### Written task
Swap every "fingernail" for "nail" in the entries below and write them out again with nothing else changed. Leave the pictures out.

[Coordinate annotation entries]
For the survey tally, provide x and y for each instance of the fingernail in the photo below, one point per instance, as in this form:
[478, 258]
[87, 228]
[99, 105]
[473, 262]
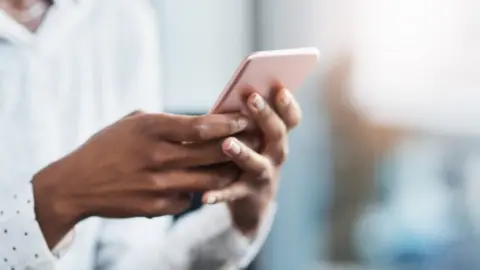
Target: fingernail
[233, 147]
[211, 200]
[258, 103]
[242, 123]
[286, 98]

### Solution for this exercise
For the survey tally, provide x and y for each instance of the nail in the photo below, one point per instance, as in this form:
[478, 258]
[87, 228]
[99, 105]
[473, 262]
Target: nail
[233, 147]
[211, 200]
[258, 103]
[242, 123]
[286, 98]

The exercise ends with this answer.